◆ **Data excerpts**
=====

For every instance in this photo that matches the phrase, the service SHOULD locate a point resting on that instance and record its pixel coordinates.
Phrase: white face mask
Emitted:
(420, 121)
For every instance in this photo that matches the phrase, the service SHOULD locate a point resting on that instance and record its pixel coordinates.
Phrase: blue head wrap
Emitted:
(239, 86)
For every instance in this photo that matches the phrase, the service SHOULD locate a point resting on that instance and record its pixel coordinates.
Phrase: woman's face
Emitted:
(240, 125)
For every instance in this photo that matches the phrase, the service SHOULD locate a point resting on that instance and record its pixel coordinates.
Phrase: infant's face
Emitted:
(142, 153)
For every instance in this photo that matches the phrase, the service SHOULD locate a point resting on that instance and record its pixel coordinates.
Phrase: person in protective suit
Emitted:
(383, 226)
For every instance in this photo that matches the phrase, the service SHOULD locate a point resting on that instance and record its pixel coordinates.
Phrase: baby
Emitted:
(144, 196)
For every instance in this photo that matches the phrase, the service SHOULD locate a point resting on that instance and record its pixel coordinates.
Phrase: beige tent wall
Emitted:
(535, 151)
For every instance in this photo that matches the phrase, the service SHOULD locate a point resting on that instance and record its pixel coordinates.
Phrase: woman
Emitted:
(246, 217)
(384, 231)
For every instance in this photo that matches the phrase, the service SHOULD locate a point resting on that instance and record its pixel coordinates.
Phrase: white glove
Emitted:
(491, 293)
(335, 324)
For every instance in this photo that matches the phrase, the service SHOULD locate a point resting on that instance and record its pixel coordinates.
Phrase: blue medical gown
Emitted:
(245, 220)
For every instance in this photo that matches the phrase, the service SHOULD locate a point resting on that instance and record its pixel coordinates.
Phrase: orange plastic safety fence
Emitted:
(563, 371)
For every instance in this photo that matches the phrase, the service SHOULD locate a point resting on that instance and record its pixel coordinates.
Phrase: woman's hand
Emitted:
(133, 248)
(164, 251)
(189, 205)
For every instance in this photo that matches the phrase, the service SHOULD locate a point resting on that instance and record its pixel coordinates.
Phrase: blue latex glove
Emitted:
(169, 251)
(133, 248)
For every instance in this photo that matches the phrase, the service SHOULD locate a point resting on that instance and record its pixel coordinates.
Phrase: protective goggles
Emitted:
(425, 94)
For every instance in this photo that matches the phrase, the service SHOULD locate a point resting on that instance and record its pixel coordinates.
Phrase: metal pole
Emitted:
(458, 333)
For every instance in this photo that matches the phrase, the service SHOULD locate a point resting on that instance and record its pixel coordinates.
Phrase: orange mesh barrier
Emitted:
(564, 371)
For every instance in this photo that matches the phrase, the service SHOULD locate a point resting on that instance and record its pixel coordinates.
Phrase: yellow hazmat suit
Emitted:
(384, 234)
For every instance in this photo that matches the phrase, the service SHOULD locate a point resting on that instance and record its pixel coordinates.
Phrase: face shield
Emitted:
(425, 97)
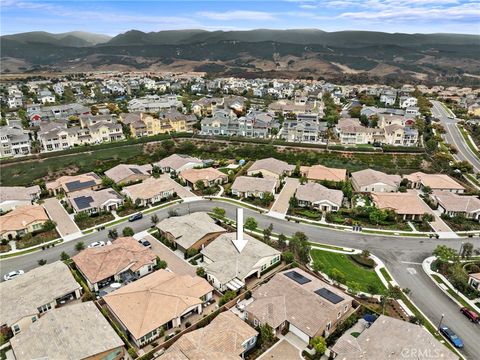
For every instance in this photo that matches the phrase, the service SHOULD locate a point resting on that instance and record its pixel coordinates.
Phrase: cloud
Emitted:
(237, 15)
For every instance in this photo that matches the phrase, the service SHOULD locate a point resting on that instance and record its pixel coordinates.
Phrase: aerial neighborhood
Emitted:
(185, 217)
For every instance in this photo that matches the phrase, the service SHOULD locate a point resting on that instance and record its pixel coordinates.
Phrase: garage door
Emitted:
(299, 333)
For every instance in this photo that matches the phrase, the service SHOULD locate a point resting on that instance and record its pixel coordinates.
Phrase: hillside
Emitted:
(344, 55)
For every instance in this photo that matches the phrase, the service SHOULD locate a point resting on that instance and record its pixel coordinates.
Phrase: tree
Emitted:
(219, 211)
(250, 224)
(154, 219)
(113, 234)
(445, 253)
(128, 231)
(319, 344)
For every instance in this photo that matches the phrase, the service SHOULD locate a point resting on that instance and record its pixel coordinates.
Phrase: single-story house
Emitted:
(453, 204)
(192, 231)
(474, 281)
(323, 173)
(319, 197)
(128, 173)
(229, 269)
(125, 259)
(369, 180)
(226, 337)
(246, 186)
(91, 201)
(178, 163)
(304, 304)
(166, 300)
(440, 182)
(390, 338)
(209, 177)
(12, 197)
(270, 167)
(21, 221)
(69, 183)
(407, 205)
(79, 331)
(150, 191)
(27, 297)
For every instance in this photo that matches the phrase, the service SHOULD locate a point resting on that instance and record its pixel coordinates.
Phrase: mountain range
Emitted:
(356, 55)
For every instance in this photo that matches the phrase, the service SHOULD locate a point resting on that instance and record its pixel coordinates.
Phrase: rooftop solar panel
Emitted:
(77, 184)
(297, 277)
(329, 295)
(83, 202)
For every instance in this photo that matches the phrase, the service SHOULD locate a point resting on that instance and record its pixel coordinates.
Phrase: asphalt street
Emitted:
(400, 255)
(454, 136)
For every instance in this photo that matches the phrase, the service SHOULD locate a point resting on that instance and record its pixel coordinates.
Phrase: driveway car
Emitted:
(136, 216)
(471, 315)
(451, 336)
(13, 274)
(97, 244)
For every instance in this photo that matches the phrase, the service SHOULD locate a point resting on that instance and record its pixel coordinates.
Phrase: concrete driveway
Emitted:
(65, 225)
(281, 204)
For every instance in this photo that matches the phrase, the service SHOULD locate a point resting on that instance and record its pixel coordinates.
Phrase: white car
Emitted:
(97, 244)
(13, 274)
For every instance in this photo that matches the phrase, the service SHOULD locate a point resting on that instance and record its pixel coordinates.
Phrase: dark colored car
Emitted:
(136, 216)
(471, 315)
(451, 336)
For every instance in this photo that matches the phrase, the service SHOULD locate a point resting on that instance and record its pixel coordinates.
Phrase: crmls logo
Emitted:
(413, 353)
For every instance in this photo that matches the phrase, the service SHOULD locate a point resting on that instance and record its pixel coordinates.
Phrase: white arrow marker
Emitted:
(240, 243)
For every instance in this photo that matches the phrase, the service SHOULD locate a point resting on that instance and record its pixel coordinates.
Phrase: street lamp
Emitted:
(441, 319)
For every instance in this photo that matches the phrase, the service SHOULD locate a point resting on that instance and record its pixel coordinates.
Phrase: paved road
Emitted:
(394, 251)
(454, 136)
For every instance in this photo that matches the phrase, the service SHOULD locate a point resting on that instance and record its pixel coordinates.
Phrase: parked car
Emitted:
(97, 244)
(471, 315)
(145, 243)
(13, 274)
(136, 216)
(451, 336)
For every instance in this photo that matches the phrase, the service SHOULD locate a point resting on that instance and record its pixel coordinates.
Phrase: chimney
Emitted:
(240, 224)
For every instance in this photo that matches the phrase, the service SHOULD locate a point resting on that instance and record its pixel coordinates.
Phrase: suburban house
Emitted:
(150, 191)
(79, 331)
(12, 197)
(208, 176)
(36, 292)
(390, 338)
(93, 202)
(21, 221)
(192, 231)
(125, 259)
(474, 281)
(453, 204)
(441, 182)
(299, 301)
(246, 186)
(178, 163)
(73, 183)
(323, 173)
(270, 167)
(369, 180)
(167, 300)
(226, 337)
(407, 205)
(229, 267)
(314, 195)
(129, 173)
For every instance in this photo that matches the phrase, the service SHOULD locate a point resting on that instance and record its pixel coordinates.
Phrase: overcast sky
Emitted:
(114, 17)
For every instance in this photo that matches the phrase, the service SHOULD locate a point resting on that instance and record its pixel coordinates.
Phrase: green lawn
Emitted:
(366, 278)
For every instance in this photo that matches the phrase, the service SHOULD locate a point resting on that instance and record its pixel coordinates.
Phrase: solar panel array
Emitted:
(329, 295)
(297, 277)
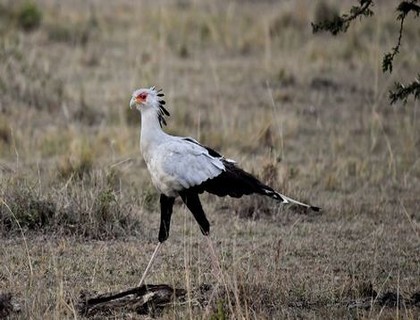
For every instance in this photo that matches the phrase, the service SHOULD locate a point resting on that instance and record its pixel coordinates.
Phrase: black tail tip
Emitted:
(316, 209)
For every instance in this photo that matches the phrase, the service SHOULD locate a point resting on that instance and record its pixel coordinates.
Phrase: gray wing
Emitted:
(187, 163)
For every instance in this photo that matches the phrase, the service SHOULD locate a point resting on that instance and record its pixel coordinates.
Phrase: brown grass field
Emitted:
(308, 114)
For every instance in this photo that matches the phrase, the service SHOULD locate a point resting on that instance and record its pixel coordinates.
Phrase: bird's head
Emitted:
(143, 99)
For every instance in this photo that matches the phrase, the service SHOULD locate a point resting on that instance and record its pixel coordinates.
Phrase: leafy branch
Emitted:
(338, 24)
(341, 23)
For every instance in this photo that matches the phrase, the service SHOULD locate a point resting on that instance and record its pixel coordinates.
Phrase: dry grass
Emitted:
(309, 114)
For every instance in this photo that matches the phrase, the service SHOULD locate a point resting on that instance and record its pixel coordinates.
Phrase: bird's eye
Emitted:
(142, 96)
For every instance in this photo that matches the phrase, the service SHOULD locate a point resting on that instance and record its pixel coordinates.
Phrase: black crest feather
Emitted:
(162, 110)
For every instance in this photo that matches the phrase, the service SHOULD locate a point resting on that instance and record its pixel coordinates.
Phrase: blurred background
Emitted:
(307, 113)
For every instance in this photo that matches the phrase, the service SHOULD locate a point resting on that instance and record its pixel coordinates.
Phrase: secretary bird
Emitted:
(181, 166)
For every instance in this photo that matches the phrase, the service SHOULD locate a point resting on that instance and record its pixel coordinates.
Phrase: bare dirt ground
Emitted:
(309, 114)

=====

◆ **Work instructions**
Count the lines above that contain the string "protective". Reply with the number only.

◆ **Expected answer**
2